-- Brano citato --
■ ■ ■

L'utilità di un trust ai fini delle imposte dirette

Analisi dell’impatto fiscale di un trust ai fini delle imposte dirette: vantaggi e profili di elusione-evasione.

Inquadramento normativo

Il trust nell’ambito dei sistemi giuridici di “common law”, in cui il ruolo della giurisprudenza è fondamentale e le leggi non sono codificate, è uno dei più importanti istituti e serve a regolare una molteplicità di rapporti giuridici, soprattutto in materia di successioni, di diritto societario e diritto tributario. Negli ordinamenti giuridici di “civil law” quale quello italiano, dove ogni legge, regolamento o interpretazione è codificata, invece, tale strumento non ha avuto diffusione poichè non si ammetteva la separazione della proprieta dall’effettiva gestione dei beni (la cosiddetta dual ownership), almeno fino alla ratifica della Convenzione dell’A.I.A. adottata nel 1985.

■ ■ ■

Riassumi in due frasi il brano sul trust e le imposte dirette.

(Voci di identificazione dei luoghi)
■ ■ ■

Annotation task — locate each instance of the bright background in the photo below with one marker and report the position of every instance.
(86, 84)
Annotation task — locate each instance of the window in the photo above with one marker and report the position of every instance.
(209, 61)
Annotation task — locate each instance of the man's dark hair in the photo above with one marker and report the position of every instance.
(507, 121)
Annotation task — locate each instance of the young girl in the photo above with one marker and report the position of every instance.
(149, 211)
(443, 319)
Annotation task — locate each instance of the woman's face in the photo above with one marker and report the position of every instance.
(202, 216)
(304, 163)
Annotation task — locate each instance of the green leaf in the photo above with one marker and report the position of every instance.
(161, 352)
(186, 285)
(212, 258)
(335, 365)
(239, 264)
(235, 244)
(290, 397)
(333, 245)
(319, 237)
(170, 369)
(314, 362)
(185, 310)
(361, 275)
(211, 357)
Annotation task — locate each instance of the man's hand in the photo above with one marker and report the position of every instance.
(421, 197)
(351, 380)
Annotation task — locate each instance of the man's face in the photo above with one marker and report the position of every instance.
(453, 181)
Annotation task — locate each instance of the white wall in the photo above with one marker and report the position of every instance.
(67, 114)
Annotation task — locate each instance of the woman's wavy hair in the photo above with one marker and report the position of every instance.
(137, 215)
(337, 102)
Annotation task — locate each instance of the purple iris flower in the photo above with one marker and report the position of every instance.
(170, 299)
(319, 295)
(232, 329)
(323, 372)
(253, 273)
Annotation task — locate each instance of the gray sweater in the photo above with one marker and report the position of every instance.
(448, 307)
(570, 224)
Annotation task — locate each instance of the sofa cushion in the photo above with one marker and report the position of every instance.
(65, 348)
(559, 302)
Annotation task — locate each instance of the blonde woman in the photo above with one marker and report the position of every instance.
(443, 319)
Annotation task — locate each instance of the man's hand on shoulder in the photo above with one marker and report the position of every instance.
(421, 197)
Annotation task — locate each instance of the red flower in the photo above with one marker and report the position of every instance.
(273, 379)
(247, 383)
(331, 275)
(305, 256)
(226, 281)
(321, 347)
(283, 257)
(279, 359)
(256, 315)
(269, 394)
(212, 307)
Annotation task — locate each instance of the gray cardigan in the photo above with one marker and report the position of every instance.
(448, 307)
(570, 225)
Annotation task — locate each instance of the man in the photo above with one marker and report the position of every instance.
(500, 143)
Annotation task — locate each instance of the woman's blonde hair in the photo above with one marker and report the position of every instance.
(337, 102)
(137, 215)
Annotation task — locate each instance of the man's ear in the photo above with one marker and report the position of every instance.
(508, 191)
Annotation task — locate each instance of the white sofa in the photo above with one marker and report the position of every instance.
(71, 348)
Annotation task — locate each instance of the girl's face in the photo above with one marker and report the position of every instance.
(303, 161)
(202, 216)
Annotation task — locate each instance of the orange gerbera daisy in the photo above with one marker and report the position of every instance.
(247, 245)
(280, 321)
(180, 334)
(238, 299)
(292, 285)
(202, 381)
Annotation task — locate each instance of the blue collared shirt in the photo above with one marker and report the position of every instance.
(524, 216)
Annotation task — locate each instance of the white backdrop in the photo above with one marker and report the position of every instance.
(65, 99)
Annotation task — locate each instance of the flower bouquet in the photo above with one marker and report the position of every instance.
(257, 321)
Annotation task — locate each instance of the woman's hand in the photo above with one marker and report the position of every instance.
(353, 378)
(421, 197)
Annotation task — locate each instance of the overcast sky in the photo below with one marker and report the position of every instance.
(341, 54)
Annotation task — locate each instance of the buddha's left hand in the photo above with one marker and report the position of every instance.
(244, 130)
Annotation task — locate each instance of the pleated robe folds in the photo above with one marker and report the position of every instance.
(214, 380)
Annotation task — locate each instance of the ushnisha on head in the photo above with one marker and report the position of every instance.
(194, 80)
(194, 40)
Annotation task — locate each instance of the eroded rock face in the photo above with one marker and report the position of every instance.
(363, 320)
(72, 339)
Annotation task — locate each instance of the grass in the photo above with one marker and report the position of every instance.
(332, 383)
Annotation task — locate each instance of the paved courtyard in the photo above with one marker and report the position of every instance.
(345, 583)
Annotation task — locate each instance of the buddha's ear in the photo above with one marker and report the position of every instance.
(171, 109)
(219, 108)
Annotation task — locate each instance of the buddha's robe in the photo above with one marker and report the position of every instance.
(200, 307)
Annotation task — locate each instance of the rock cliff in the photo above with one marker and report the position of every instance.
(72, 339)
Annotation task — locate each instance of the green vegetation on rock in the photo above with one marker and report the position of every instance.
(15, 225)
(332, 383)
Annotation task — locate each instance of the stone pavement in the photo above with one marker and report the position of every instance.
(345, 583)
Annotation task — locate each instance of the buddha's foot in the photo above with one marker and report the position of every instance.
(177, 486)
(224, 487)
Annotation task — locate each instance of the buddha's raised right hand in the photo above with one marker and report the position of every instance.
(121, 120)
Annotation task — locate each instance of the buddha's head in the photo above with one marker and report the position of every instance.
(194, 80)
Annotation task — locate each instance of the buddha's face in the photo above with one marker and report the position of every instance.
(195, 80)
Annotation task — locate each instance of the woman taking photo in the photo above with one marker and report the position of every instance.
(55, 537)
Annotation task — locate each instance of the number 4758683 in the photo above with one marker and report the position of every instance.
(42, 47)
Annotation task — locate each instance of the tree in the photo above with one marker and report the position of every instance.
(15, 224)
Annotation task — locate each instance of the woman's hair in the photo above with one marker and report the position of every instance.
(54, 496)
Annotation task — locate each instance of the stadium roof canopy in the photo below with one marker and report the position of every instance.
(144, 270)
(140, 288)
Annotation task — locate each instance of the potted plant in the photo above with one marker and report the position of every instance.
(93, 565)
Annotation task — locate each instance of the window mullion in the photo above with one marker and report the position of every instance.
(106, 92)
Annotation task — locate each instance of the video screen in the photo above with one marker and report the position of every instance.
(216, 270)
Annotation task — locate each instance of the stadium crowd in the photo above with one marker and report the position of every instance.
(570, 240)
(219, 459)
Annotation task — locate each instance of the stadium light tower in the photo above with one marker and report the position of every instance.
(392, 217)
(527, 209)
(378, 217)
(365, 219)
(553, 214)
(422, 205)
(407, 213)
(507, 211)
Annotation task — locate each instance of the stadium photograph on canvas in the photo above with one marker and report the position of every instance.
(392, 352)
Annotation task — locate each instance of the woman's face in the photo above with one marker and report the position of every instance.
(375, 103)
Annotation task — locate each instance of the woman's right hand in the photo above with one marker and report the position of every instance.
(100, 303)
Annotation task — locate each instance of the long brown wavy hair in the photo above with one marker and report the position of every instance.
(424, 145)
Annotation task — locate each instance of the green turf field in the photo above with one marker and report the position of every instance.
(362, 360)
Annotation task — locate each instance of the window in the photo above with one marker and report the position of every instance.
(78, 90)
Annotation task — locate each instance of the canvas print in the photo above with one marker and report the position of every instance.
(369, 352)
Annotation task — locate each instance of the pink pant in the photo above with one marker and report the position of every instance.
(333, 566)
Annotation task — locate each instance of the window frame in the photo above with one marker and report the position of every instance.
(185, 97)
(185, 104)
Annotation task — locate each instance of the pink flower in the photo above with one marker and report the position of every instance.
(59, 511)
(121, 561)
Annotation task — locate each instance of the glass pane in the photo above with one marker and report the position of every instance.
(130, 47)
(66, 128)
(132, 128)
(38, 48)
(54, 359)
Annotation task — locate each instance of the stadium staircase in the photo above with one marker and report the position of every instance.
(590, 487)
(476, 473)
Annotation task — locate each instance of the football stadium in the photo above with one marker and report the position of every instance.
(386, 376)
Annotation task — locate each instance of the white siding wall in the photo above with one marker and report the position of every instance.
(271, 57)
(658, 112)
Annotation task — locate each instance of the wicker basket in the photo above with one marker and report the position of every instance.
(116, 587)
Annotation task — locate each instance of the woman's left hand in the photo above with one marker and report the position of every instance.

■ ■ ■

-- Soluzione dell'esercizio --
Nei sistemi giuridici di common law il trust è uno dei più importanti istituti e regola molti rapporti giuridici, soprattutto in materia di successioni, diritto societario e diritto tributario. Negli ordinamenti di civil law come quello italiano non si è invece diffuso, perché non si ammetteva la separazione della proprietà dall'effettiva gestione dei beni, almeno fino alla ratifica della Convenzione dell'A.I.A. adottata nel 1985.